STATED PROBLEM: Please put the rows below into a Markdown table with two columns, No. and Row text, numbering each row and leaving out any blank lines.

STORED ROWS:
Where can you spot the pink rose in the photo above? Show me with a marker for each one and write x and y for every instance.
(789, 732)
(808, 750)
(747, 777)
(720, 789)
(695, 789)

REPLY:
| No. | Row text |
|---|---|
| 1 | Where can you spot the pink rose in the photo above? Show me with a marker for each one and write x and y for every instance. |
| 2 | (789, 732) |
| 3 | (808, 750) |
| 4 | (747, 777) |
| 5 | (720, 789) |
| 6 | (695, 789) |